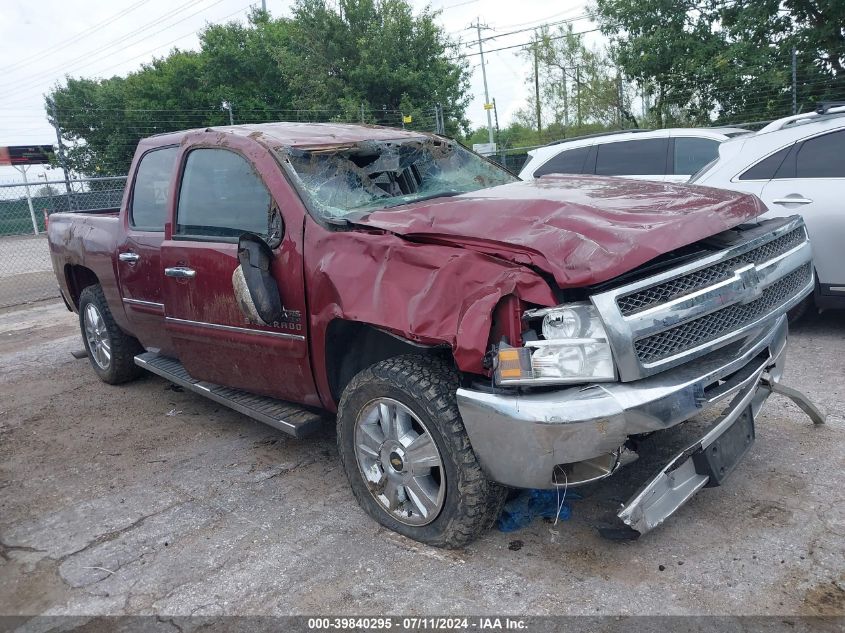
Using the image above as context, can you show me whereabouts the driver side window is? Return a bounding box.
[173,148,273,241]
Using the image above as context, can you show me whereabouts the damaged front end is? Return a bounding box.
[458,218,823,533]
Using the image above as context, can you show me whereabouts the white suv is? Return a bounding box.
[519,128,748,182]
[690,104,845,308]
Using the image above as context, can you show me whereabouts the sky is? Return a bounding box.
[0,0,594,183]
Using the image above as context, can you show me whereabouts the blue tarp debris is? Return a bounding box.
[496,490,581,532]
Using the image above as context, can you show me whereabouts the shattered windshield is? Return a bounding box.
[278,138,517,220]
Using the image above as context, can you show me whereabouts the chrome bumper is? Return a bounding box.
[457,315,787,488]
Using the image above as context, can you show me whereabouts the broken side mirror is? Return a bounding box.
[232,228,284,325]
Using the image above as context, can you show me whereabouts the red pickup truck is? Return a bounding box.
[48,123,814,547]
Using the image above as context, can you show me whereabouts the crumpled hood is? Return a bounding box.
[357,176,766,288]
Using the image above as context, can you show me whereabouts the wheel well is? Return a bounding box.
[326,319,451,402]
[65,264,100,309]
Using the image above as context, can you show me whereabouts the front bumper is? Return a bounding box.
[457,315,787,488]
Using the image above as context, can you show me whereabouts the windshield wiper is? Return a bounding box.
[382,189,467,209]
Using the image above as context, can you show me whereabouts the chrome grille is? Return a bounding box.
[634,260,813,363]
[590,216,813,382]
[616,226,806,316]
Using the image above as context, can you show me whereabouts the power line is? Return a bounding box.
[446,27,601,61]
[4,0,150,72]
[5,0,218,96]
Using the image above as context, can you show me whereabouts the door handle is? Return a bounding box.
[772,197,813,204]
[164,266,197,279]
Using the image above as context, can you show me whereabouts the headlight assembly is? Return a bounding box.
[495,302,616,386]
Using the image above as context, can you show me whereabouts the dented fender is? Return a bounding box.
[305,223,555,402]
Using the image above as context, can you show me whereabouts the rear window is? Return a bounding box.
[534,147,590,178]
[674,136,719,176]
[129,147,176,231]
[739,147,790,180]
[596,138,669,176]
[795,130,845,178]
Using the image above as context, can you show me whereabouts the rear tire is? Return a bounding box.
[79,284,143,385]
[337,355,507,548]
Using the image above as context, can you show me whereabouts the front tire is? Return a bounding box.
[337,355,506,548]
[79,284,143,385]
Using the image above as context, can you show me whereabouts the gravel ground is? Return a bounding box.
[0,302,845,615]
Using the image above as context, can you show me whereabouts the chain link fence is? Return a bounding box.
[0,177,126,308]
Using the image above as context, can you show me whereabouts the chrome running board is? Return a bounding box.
[135,352,325,437]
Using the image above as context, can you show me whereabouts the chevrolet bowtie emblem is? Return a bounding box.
[736,264,763,303]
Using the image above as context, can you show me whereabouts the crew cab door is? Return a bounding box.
[760,130,845,288]
[117,146,178,354]
[161,137,319,405]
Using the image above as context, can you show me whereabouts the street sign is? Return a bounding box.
[0,145,53,165]
[472,143,496,156]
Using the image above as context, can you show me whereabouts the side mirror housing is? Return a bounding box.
[232,233,284,325]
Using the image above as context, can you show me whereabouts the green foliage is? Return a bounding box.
[47,0,468,176]
[596,0,845,126]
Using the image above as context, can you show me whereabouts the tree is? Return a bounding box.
[284,0,469,134]
[515,25,638,144]
[47,0,468,176]
[596,0,845,126]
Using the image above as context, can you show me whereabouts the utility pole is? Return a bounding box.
[575,66,581,130]
[616,73,625,130]
[560,68,569,138]
[792,46,798,114]
[13,165,38,235]
[470,18,493,144]
[47,97,73,209]
[534,39,543,140]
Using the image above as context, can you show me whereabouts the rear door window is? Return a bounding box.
[534,147,590,178]
[129,147,176,231]
[596,138,669,176]
[673,136,719,176]
[174,149,271,241]
[795,130,845,178]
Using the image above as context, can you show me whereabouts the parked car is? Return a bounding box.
[48,123,813,547]
[519,128,748,182]
[692,104,845,316]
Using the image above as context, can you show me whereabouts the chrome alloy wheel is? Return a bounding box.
[355,398,446,526]
[82,303,111,371]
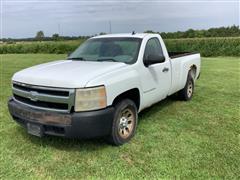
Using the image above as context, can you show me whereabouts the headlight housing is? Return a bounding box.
[75,86,107,112]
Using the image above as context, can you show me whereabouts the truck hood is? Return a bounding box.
[12,60,127,88]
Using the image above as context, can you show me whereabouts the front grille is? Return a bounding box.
[13,82,74,112]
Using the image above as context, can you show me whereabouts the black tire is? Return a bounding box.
[178,71,194,101]
[108,99,138,146]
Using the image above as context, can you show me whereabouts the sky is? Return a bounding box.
[0,0,240,38]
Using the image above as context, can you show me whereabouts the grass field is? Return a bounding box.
[0,54,240,179]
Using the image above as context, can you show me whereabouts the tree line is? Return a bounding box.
[148,25,240,39]
[0,25,240,43]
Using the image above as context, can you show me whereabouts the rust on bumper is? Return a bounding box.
[9,100,72,125]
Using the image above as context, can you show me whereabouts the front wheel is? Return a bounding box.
[109,99,138,146]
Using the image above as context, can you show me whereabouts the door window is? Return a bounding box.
[144,38,164,62]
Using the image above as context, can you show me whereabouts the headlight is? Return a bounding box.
[75,86,107,111]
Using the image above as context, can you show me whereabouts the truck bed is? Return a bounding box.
[168,52,198,59]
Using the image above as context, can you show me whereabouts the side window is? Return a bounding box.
[144,38,164,61]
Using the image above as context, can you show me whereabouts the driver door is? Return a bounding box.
[142,37,171,106]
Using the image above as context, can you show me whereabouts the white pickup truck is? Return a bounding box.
[8,33,200,145]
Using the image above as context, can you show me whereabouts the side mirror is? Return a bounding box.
[143,54,165,67]
[67,52,72,57]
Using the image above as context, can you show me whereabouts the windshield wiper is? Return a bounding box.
[97,58,119,62]
[68,57,86,61]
=-=-=
# Stated problem:
Format the records above as a Markdown table with the columns Row and Record line, numbering each row and skipping any blank lines. Leave the pictures out of the table.

# Solution below:
| Row | Record line |
|---|---|
| 1 | Using the image above as context, can you show me whereabouts the driver side window is? Return a bounding box. |
| 2 | [173,148,273,241] |
| 3 | Using the image above as context, can you show me whereabouts the damaged front end is? Return a bounding box. |
| 4 | [458,218,823,533] |
| 5 | Using the image above as context, can you show me whereabouts the white suv is? Return a bounding box. |
| 6 | [519,128,748,182] |
| 7 | [690,104,845,308] |
| 8 | Using the image above as context, can you show me whereabouts the sky is? Return a bounding box. |
| 9 | [0,0,594,183] |
| 10 | Using the image above as context, can you show me whereabouts the blue tarp debris is? Return a bounding box. |
| 11 | [496,490,581,532] |
| 12 | Using the image above as context, can you show me whereabouts the shattered windshield is? Return a bounding box. |
| 13 | [278,138,517,220] |
| 14 | Using the image above as context, can you show me whereabouts the chrome bumper is? Return a bounding box. |
| 15 | [457,315,787,488] |
| 16 | Using the image above as context, can you show me whereabouts the broken side mirror is? Return a bounding box. |
| 17 | [232,228,284,325] |
| 18 | Using the image above as context, can you show me whereabouts the red pickup truck is? Return a bounding box. |
| 19 | [48,123,814,547] |
| 20 | Using the image above as context, can you show me whereabouts the crumpled hood is? Return a bounding box. |
| 21 | [357,176,766,288] |
| 22 | Using the image above as context, can you show me whereabouts the wheel well is? Return a bounding box. |
| 23 | [326,319,451,402] |
| 24 | [65,264,100,309] |
| 25 | Using the image above as context, can you show me whereabouts the front bumper is? Return a bounding box. |
| 26 | [457,315,787,488] |
| 27 | Using the image above as context, can you show me whereabouts the windshield wiper is? Return a bounding box. |
| 28 | [382,189,467,209] |
| 29 | Using the image above as context, can you show me whereabouts the chrome grille is? Return a bounding box. |
| 30 | [634,260,813,363] |
| 31 | [590,216,813,382] |
| 32 | [616,226,806,316] |
| 33 | Using the image above as context, can you show me whereabouts the power line is? Return a bounding box. |
| 34 | [446,27,601,61] |
| 35 | [4,0,150,72] |
| 36 | [5,0,218,96] |
| 37 | Using the image above as context, can you show me whereabouts the door handle is? Return a bounding box. |
| 38 | [772,197,813,204] |
| 39 | [164,266,197,279] |
| 40 | Using the image above as context, can you show me whereabouts the headlight assembly is? Return a bounding box. |
| 41 | [495,302,616,386] |
| 42 | Using the image above as context, can you show me whereabouts the dented fender is? Return a bounding box. |
| 43 | [305,223,555,402] |
| 44 | Using the image above as context, can you show me whereabouts the rear window is? Return a bounding box. |
| 45 | [534,147,590,178] |
| 46 | [674,136,719,176] |
| 47 | [129,147,176,231] |
| 48 | [739,147,790,180] |
| 49 | [596,138,669,176] |
| 50 | [795,130,845,178] |
| 51 | Using the image above as context, can you show me whereabouts the rear tire is? Return a bounding box. |
| 52 | [79,284,143,385] |
| 53 | [337,355,507,548] |
| 54 | Using the image above as context, can you show me whereabouts the front tire is? Return a bounding box. |
| 55 | [337,355,506,548] |
| 56 | [79,284,143,385] |
| 57 | Using the image above as context, can you show me whereabouts the gravel ground is? Return a bounding box. |
| 58 | [0,302,845,615] |
| 59 | Using the image above as context, can you show me whereabouts the chain link fence is? Return a bounding box. |
| 60 | [0,177,126,308] |
| 61 | Using the image above as context, can you show me whereabouts the chrome running board is? Return a bounding box. |
| 62 | [135,352,325,437] |
| 63 | Using the image above as context, can you show me whereabouts the chevrolet bowtie emblem is? Return a bounding box. |
| 64 | [736,264,763,303] |
| 65 | Using the image above as context, can you show me whereabouts the crew cab door is? Return a bounding box. |
| 66 | [760,130,845,288] |
| 67 | [117,146,178,354] |
| 68 | [161,137,319,405] |
| 69 | Using the image above as context, can you show me whereabouts the street sign is? Return a bounding box. |
| 70 | [0,145,53,165] |
| 71 | [472,143,496,156] |
| 72 | Using the image above as context, can you show me whereabouts the side mirror housing is? Return a bounding box. |
| 73 | [232,233,284,325] |
| 74 | Using the image above as context, can you show me whereabouts the green foliage is? Return a bounding box. |
| 75 | [47,0,468,176] |
| 76 | [596,0,845,126] |
| 77 | Using the image above as context, can you show me whereabouts the tree is? Return a bounding box. |
| 78 | [284,0,469,134] |
| 79 | [515,25,638,144] |
| 80 | [47,0,468,176] |
| 81 | [596,0,845,126] |
| 82 | Using the image above as context, can you show me whereabouts the utility pole is? Return a bounding box. |
| 83 | [575,66,581,130] |
| 84 | [616,73,625,130] |
| 85 | [560,68,569,138] |
| 86 | [792,46,798,114] |
| 87 | [13,165,38,235] |
| 88 | [470,18,493,144] |
| 89 | [47,97,73,209] |
| 90 | [534,39,543,140] |
| 91 | Using the image above as context, can you show me whereabouts the rear door window is? Return a bounding box. |
| 92 | [534,147,590,178] |
| 93 | [129,147,176,231] |
| 94 | [596,138,669,176] |
| 95 | [673,136,719,176] |
| 96 | [174,149,271,241] |
| 97 | [795,130,845,178] |
| 98 | Using the image above as context, can you show me whereabouts the parked car is? Return a bounding box. |
| 99 | [48,123,813,547] |
| 100 | [519,128,748,182] |
| 101 | [692,104,845,316] |
| 102 | Using the image above as context, can you show me whereabouts the chrome alloy wheel is? Return a bounding box. |
| 103 | [355,398,446,526] |
| 104 | [82,303,111,371] |
| 105 | Using the image above as context, can you show me whereabouts the headlight housing is? Return a bounding box. |
| 106 | [75,86,107,112] |
| 107 | Using the image above as context, can you show me whereabouts the truck hood is? Return a bounding box. |
| 108 | [12,60,127,88] |
| 109 | Using the image above as context, can you show me whereabouts the front grille is? Return a bounding box. |
| 110 | [13,82,74,112] |
| 111 | Using the image above as context, can you show me whereabouts the black tire is? Return a bounding box. |
| 112 | [178,71,194,101] |
| 113 | [108,99,138,146] |
| 114 | Using the image above as context, can you show me whereabouts the sky is? Return a bounding box. |
| 115 | [0,0,240,38] |
| 116 | Using the image above as context, can you show me whereabouts the grass field is? Return a bounding box. |
| 117 | [0,54,240,179] |
| 118 | Using the image above as context, can you show me whereabouts the tree line is? Return a bounding box. |
| 119 | [148,25,240,39] |
| 120 | [0,25,240,43] |
| 121 | Using the image above as context, can you show me whereabouts the rust on bumper is? Return a bounding box. |
| 122 | [9,100,72,125] |
| 123 | Using the image above as context, can you show me whereabouts the front wheel is? Return a bounding box. |
| 124 | [109,99,138,146] |
| 125 | Using the image above as context, can you show me whereabouts the door window is? Return a bounding box. |
| 126 | [144,38,164,62] |
| 127 | Using the image above as context, can you show me whereabouts the headlight is? Return a bounding box. |
| 128 | [75,86,107,111] |
| 129 | Using the image above as context, can you show me whereabouts the truck bed is? Return a bounding box. |
| 130 | [168,52,198,59] |
| 131 | Using the image above as context, can you show me whereabouts the side window is? Return a bounding box. |
| 132 | [144,38,164,61] |
| 133 | Using the image above as context, can you show me whereabouts the driver door is? Return a bounding box. |
| 134 | [142,37,171,106] |
| 135 | Using the image above as context, can you show me whereabouts the white pickup truck is? Return a bounding box. |
| 136 | [8,33,200,145] |
| 137 | Using the image above as context, can you show me whereabouts the side mirror is? Return a bounding box. |
| 138 | [143,54,165,67] |
| 139 | [67,52,72,57] |
| 140 | Using the image above as context, can you show me whereabouts the windshield wiper is? Return a bounding box. |
| 141 | [97,58,119,62] |
| 142 | [68,57,86,61] |